What you have to do :: Pictures do not belong in the copy; transcribe everything else in the records exactly.

start Task material

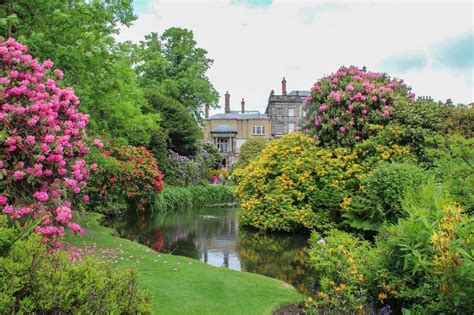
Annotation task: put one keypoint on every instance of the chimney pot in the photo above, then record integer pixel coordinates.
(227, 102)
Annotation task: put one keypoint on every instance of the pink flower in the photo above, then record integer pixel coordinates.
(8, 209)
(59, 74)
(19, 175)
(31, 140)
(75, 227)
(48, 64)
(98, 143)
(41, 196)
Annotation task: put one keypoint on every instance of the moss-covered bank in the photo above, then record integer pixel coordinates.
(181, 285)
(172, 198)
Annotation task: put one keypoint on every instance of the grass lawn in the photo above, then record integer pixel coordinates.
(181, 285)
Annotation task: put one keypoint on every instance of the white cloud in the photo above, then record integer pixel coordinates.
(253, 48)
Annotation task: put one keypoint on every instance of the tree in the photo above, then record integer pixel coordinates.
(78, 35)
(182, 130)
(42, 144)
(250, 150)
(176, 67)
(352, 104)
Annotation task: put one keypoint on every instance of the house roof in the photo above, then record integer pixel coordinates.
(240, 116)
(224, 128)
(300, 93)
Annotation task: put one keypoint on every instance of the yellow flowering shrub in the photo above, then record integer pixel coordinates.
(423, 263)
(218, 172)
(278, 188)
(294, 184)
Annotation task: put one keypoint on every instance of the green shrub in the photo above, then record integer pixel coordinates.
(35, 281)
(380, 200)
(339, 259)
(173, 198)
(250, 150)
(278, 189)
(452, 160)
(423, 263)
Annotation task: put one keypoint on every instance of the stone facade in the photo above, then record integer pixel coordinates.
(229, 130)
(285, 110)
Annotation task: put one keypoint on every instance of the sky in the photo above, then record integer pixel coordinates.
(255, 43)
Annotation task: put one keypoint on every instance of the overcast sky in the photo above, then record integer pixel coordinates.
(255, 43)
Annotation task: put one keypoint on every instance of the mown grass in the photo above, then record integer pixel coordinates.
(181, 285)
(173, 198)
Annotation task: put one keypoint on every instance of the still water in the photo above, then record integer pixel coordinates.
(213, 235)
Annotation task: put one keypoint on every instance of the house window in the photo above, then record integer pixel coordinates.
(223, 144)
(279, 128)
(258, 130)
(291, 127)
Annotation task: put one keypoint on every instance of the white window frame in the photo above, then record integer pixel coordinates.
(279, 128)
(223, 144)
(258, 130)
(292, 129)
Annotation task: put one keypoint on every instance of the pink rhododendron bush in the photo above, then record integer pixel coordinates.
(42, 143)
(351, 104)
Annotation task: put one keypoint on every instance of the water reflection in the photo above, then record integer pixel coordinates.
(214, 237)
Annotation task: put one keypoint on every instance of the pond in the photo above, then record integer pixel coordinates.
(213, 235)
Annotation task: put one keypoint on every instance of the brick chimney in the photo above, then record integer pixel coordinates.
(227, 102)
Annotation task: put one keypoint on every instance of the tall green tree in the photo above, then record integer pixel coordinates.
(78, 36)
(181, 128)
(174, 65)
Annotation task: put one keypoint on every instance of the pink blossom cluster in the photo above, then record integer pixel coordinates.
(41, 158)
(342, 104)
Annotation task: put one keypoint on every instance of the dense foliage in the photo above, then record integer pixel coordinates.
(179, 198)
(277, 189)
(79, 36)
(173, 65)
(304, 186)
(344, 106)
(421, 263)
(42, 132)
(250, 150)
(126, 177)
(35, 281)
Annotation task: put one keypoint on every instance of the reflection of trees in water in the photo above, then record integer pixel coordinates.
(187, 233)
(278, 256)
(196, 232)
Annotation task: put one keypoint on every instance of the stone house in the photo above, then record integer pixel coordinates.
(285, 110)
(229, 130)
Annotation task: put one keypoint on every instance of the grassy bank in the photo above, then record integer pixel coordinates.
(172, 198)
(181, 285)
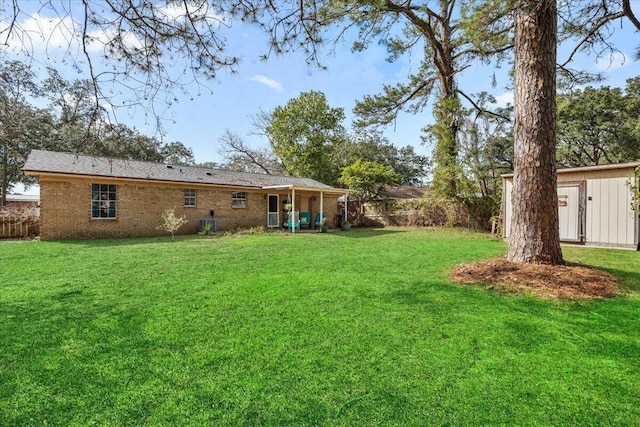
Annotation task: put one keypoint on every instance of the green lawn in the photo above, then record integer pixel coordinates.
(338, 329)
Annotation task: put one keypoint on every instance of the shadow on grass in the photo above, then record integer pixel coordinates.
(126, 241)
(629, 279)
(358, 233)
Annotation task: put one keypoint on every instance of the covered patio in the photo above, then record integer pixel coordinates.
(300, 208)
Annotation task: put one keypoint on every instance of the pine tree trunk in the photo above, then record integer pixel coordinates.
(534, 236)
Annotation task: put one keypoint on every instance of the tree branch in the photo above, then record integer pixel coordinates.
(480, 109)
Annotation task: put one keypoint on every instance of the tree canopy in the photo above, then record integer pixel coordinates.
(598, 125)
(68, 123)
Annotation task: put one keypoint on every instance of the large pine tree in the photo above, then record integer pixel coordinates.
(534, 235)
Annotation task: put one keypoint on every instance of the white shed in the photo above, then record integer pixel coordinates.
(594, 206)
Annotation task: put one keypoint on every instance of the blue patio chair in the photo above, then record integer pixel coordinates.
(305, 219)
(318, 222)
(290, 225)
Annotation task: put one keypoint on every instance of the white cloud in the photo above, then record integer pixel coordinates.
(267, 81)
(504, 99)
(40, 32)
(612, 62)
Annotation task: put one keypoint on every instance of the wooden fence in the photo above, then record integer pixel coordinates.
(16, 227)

end Task material

Solution ::
Annotation task: put one keypoint on every instance of the chimney pot in the photo above, then record integer pixel coordinates.
(227, 102)
Annotation task: put one keypoint on every instance of the pink flower in the photo above, then record integer pixel coordinates.
(8, 209)
(59, 74)
(19, 175)
(31, 140)
(75, 227)
(48, 64)
(98, 143)
(41, 196)
Annotation task: put one keypoint on every instance of the moss-covered bank in the photo above, then record integer pixel coordinates.
(181, 285)
(172, 198)
Annotation task: put one keypoint on every instance of the grass lawn in the photo above, then record integer pixel coordinates.
(181, 285)
Annotation task: put one keypoint on every instance of the white cloud in the photo above, then record integer pixel coordinates.
(253, 48)
Annotation task: put one keypoint on every instance of the tree in the photo above, then record integer pixel coordinates.
(78, 35)
(182, 130)
(42, 144)
(250, 150)
(176, 67)
(352, 104)
Annotation task: put one keypoint on every instance of the house roof in the photo above, then record integer pixel coordinates.
(240, 116)
(224, 128)
(300, 93)
Annotation task: put one keypoint on every instance of the yellow flowering shrub in the photo above, then record integer pixel coordinates.
(423, 263)
(218, 172)
(278, 188)
(294, 184)
Annotation task: put one keypoint on every instance of the green shrub in the photo above, then record integer pixel coordinates.
(35, 281)
(380, 200)
(339, 259)
(173, 198)
(250, 150)
(278, 189)
(452, 160)
(423, 263)
Annotation task: put one keypoint on every instance of the stone facade in the photo above, then record integer pixel coordinates.
(229, 130)
(285, 110)
Annotation task: put one keypoint on every instance of the sky in the photo above, then record integer pixel coordinates.
(255, 43)
Annotation task: put one keypoint on every instance of the overcast sky in the photo above, then record integer pixel coordinates.
(255, 43)
Annotation task: put one keypoint on every instance of the mown grass in the photo above, then record integer pixel coordinates.
(181, 285)
(173, 198)
Annotation task: put one keypoint on every instance of the still water in the photo above, then record integer pixel coordinates.
(213, 235)
Annotation task: put one keypoint on every instance of the house window in the photo above, then record integer pixel coordinates.
(223, 144)
(279, 128)
(258, 130)
(291, 127)
Annotation task: put one keypoint on every instance of the white window frame in the photo above, then record integer pixel coordinates.
(279, 128)
(223, 144)
(258, 130)
(292, 129)
Annotation task: put one keypoint on every instance of the pink rhododendron bush in the photo above, then record integer pixel coordinates.
(42, 143)
(351, 104)
Annotation task: put one keypoint on every instance of the water reflection in the photo above, then record integer pixel coordinates.
(214, 237)
Annotation task: put one keypoint on every instance of the pond in the photo above, then record integer pixel coordinates.
(213, 235)
Annotation task: put one keypoint on every instance of the brick chimney in the photo above, then record integer pixel coordinates.
(227, 102)
Annotation task: put one keypoint on every instance of the tall green tree in the photo above, then record integer pixel coordinates.
(78, 36)
(181, 128)
(174, 65)
Annotation task: put one keypoint on every instance of the pink blossom cluster in the photo above, then record integer pixel coordinates.
(41, 158)
(342, 104)
Annotation task: put one keypoint on every instance of the dense foliage in the photo above, then record integer pixel coordinates.
(179, 198)
(277, 189)
(79, 36)
(173, 65)
(304, 186)
(344, 106)
(421, 263)
(42, 132)
(250, 150)
(126, 177)
(35, 281)
Annotation task: put one keypoint on every instance of the reflection of trees in water in the photo above, then record integer pixel coordinates.
(187, 233)
(278, 256)
(196, 232)
Annotation task: put one keypoint on every instance of the stone house in the photo above, then record integer pixel coordinates.
(285, 110)
(229, 130)
Annotation task: put one keypoint on every instance of the grassy bank in the photo above, then record integer pixel coordinates.
(172, 198)
(181, 285)
Annotation task: put one keypoint on every instance of the green lawn in the photo above, then record integer pixel coordinates.
(338, 329)
Annotation task: put one keypoint on every instance of the shadow on grass in the photo above, then record integer pixel coordinates.
(126, 241)
(629, 279)
(358, 233)
Annotation task: put one keypoint on every instance of the covered patio in the photo above, then record integer pixel coordinates.
(300, 208)
Annotation task: put one keypoint on every instance of the pine tree trunk in the photo above, then record integer pixel coordinates.
(534, 236)
Annotation task: put one keypoint on every instance of the tree branch in the photo above, then record integer pixel coordinates.
(480, 109)
Annotation task: put one keypoint on every instance of the tree canopy in the photo above, then record integer pixel coordinates.
(598, 125)
(68, 123)
Annotation task: put one keypoint on every instance of the large pine tree in the photo above, then record integer pixel coordinates.
(534, 235)
Annotation task: put one keypoint on every instance of the white shed in the photo above, then record integer pixel coordinates.
(594, 206)
Annotation task: put one keypoint on every instance of the blue patio chair in the photo above, then record integer pixel coordinates.
(305, 219)
(318, 222)
(290, 225)
Annotation task: put one keypoint on every instance of the white cloud in the photo above, then record integer pixel coordinates.
(267, 81)
(504, 99)
(40, 32)
(612, 62)
Annotation task: put one keypoint on every instance of the wooden fence in the photo above, then record integer pixel coordinates.
(16, 227)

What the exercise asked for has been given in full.